WHAT IS EXPECTED: Reproduce the entries word for word, and omit any picture you find in them.

INFORMATION GIVEN:

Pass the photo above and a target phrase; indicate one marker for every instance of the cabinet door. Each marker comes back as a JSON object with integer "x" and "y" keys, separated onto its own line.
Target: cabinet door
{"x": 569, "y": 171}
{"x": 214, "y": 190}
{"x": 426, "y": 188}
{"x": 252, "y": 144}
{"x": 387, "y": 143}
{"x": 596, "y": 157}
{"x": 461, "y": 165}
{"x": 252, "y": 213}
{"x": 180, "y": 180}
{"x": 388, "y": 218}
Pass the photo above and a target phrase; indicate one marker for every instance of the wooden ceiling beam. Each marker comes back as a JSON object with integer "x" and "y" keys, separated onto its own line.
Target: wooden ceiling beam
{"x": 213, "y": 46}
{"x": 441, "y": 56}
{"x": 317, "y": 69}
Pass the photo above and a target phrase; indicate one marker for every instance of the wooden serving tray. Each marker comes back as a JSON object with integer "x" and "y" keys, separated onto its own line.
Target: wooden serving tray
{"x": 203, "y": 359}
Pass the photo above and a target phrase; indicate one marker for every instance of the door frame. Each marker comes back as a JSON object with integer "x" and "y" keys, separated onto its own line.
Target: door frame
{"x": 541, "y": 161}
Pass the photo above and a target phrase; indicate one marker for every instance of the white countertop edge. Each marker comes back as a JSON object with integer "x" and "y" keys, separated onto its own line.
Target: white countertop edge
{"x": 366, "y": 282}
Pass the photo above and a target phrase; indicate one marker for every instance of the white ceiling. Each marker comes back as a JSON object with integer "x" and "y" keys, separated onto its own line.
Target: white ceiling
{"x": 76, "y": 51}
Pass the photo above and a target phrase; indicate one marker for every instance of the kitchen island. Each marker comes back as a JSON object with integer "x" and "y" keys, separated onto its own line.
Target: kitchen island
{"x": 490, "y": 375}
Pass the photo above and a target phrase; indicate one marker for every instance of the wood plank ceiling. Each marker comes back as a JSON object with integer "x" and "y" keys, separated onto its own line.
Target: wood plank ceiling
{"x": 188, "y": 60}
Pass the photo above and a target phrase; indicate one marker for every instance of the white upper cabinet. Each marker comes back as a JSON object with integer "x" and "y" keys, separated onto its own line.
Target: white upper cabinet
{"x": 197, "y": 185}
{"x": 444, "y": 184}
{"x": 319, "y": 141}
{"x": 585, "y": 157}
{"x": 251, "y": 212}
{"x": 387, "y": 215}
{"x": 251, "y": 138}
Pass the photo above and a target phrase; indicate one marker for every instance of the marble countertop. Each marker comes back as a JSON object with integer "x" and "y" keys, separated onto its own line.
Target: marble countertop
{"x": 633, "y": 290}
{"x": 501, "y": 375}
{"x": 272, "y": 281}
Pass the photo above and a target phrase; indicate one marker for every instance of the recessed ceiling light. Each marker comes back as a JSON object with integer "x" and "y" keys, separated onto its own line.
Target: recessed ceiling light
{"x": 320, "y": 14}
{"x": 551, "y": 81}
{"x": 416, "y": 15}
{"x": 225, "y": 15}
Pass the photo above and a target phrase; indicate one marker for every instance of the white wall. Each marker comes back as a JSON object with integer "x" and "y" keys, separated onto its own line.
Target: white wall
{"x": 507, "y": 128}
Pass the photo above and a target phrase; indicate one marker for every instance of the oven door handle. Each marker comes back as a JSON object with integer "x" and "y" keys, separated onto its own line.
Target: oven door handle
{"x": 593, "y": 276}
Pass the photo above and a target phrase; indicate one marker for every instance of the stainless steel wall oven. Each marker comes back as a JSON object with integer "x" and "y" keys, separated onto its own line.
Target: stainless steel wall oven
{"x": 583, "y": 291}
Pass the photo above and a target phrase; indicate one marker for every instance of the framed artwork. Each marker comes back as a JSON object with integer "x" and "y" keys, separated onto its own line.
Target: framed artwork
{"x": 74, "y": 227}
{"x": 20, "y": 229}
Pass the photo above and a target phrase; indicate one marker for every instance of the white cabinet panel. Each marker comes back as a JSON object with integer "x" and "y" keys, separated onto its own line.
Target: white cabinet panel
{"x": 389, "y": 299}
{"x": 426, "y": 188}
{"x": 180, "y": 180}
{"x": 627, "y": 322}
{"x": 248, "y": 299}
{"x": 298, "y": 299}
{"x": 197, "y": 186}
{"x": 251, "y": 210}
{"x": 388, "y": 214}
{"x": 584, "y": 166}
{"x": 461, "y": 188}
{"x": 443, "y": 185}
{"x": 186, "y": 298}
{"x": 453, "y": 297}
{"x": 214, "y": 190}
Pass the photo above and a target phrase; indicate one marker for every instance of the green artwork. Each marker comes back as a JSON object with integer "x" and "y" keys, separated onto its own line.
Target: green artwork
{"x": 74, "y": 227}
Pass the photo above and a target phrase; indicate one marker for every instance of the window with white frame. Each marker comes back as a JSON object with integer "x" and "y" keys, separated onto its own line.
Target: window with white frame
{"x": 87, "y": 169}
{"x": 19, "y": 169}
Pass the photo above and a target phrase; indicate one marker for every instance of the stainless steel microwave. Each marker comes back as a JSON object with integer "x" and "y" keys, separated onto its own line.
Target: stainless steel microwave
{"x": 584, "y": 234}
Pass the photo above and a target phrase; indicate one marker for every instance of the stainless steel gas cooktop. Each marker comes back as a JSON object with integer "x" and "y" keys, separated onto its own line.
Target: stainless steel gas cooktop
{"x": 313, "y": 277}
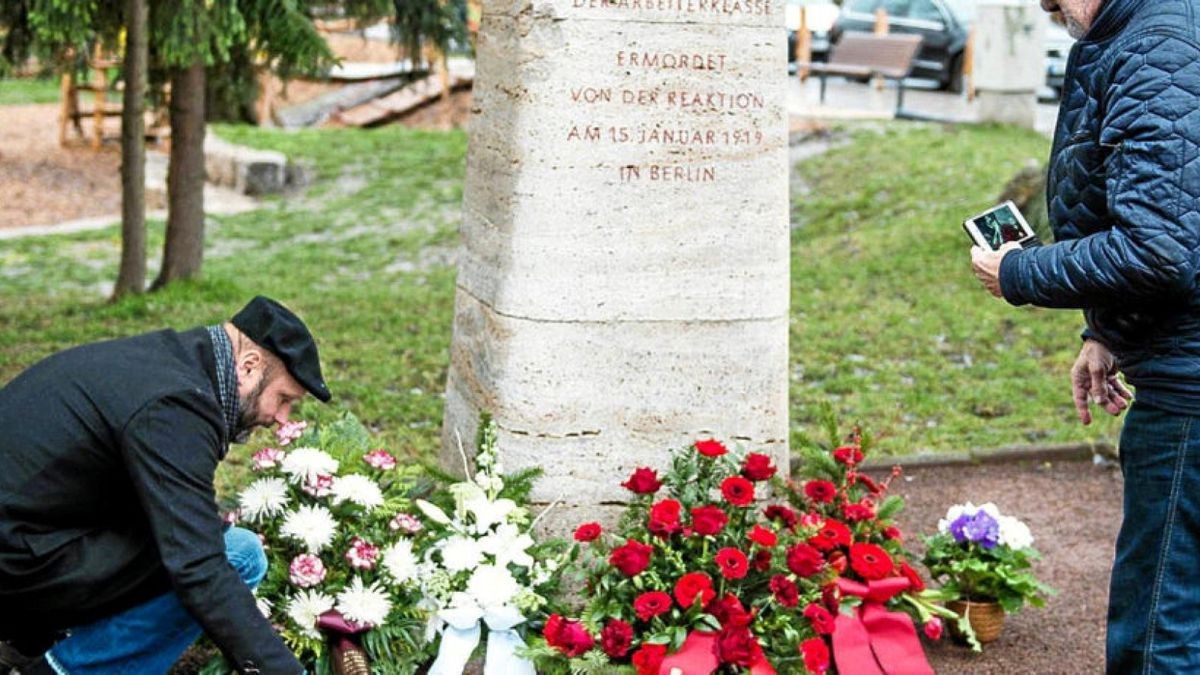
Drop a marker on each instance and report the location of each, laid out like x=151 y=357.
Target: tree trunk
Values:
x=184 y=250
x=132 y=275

REPLY:
Pass the photo above and a target phrase; indicate one marker for every instance of the cabinet door. Each marker comes back as a JSON object with integer "x" and "y" keys, separated onto its own line.
Target: cabinet door
{"x": 569, "y": 171}
{"x": 214, "y": 190}
{"x": 426, "y": 188}
{"x": 252, "y": 144}
{"x": 387, "y": 143}
{"x": 596, "y": 157}
{"x": 461, "y": 165}
{"x": 252, "y": 213}
{"x": 180, "y": 180}
{"x": 388, "y": 218}
Pass the photo above and a target phrase; indicate one marker for every instance of the wooden ceiling beam. Each marker comes back as a JSON object with integer "x" and "y" keys, separated onto its own line.
Target: wooden ceiling beam
{"x": 213, "y": 46}
{"x": 441, "y": 56}
{"x": 317, "y": 69}
Pass the photo above and a target phrase; indicate one marker for every instance of the wooden serving tray. Each marker comes back as a JSON object with integer "x" and "y" keys, separated onto its own line.
Target: wooden serving tray
{"x": 203, "y": 359}
Pass the photo above and a target phrase; indicate one marker for every instance of the door frame. Each marker comes back as a JSON object with integer "x" and "y" keys, separated onto its own line.
Target: door frame
{"x": 541, "y": 161}
Pass the photo above and a target phrase; indicate one marker for every instance of the white countertop edge. Each marker comes back as a JSON object with integer "x" and "y" keys, separated onto its own line.
Target: white countertop edge
{"x": 366, "y": 282}
Pass the photo above and a target phrase; indicate one marker for every instance of the white ceiling. Each marker comes back as a JSON object with integer "x" and "y" keys, separated onto its own line.
Target: white ceiling
{"x": 76, "y": 51}
Pass the photo above and a target phrase; indicate one marker for every instance of the kitchen island. Each marker comes back as a JSON object with integer "x" and "y" keys, separated onto its own line.
Target: kitchen island
{"x": 490, "y": 375}
Pass the photo above and a target phrase; indicate one marker for every instance of the wood plank ceiling. Each marker comes back as a JSON object with integer "x" and "y" keys, separated onto its own line.
Target: wood plank ceiling
{"x": 188, "y": 60}
Pass the photo above and a target phrase; indicate one marker for every instance of the white upper cabinet. Each marker comes back as a JSON object with integer "x" and "y" keys, separated onto its own line.
Target: white upper cabinet
{"x": 197, "y": 185}
{"x": 444, "y": 184}
{"x": 319, "y": 141}
{"x": 585, "y": 157}
{"x": 251, "y": 212}
{"x": 387, "y": 215}
{"x": 251, "y": 138}
Pass the photo above and a target phrase; indicate one marker for every instance of the marble countertop. Each marker comes back as a JSON object with integer "x" and "y" keys, separated onto its own line.
Target: marble countertop
{"x": 633, "y": 290}
{"x": 501, "y": 375}
{"x": 272, "y": 281}
Pass the photo above and a target phrase; indicate one marker for every instance of the recessed ceiling light. Each marker comes back as a JSON object with integer "x" and "y" keys, separated onto its own line.
Target: recessed ceiling light
{"x": 320, "y": 14}
{"x": 551, "y": 81}
{"x": 416, "y": 15}
{"x": 225, "y": 15}
Pass the photo above and a target phrase; indicate one marker for every instance of the white wall. Each marker comes back as a JSON object with integer "x" and "y" keys, separated onto its own line.
Target: white wall
{"x": 507, "y": 128}
Pass the photo above and a target phrase; indicate one marker for every instance of the oven door handle. Each marker comes back as a JSON object with integer "x" and "y" keys, separated onto its own line.
Target: oven door handle
{"x": 593, "y": 276}
Pass the photo above and a target phrase; indicate one marker for every instance of the stainless steel wall oven. Each marker comes back as a JSON object with integer "x" and "y" keys, separated onto its own line.
Target: stainless steel wall oven
{"x": 583, "y": 291}
Pass the photo above and a target phrase; indicate one marker for every instance of the framed artwork. Each marker comes back as a JSON object with integer "x" and "y" keys, separated onto its own line.
Target: framed artwork
{"x": 74, "y": 227}
{"x": 20, "y": 229}
Pass the photo above and a target phrase; indicate one marker for every instance of the white cabinet panel. Each marker comes back as a JSON object with integer "x" and "y" keys, separated onto its own line.
Target: white cabinet panel
{"x": 389, "y": 299}
{"x": 426, "y": 188}
{"x": 180, "y": 180}
{"x": 627, "y": 322}
{"x": 248, "y": 299}
{"x": 298, "y": 299}
{"x": 197, "y": 186}
{"x": 251, "y": 210}
{"x": 388, "y": 214}
{"x": 584, "y": 166}
{"x": 461, "y": 188}
{"x": 443, "y": 185}
{"x": 186, "y": 298}
{"x": 453, "y": 297}
{"x": 214, "y": 190}
Pass the photo above and a target phrase; indicate one marker for every instance of the green artwork. Each marker comes back as a JSON object with integer "x" and "y" keys, separated onto its own line.
Target: green artwork
{"x": 74, "y": 227}
Pass the photo above and a target phrase; indicate one marker for every instance of the window with white frame. Each marker comes back as a JSON object with integer "x" and "y" keys, separated onto its own line.
Target: window with white frame
{"x": 87, "y": 169}
{"x": 19, "y": 169}
Pass the photo above and a target phrase; indicate one marker for every instance of the stainless steel microwave. Each marker comes back as a JSON object with integer "x" and "y" keys, separated onto its own line.
Target: stainless steel microwave
{"x": 584, "y": 234}
Pass the photo above and a target phrase; indicate one marker for every instance of the stainless steel gas cooktop. Each marker comes back as a JSON object with integer "x" and "y" keys, separated onto its own line.
Target: stainless steel gas cooktop
{"x": 313, "y": 277}
Drop a marker on each instance and report the location of each, laid out like x=151 y=357.
Target: tree trunk
Values:
x=184 y=250
x=132 y=275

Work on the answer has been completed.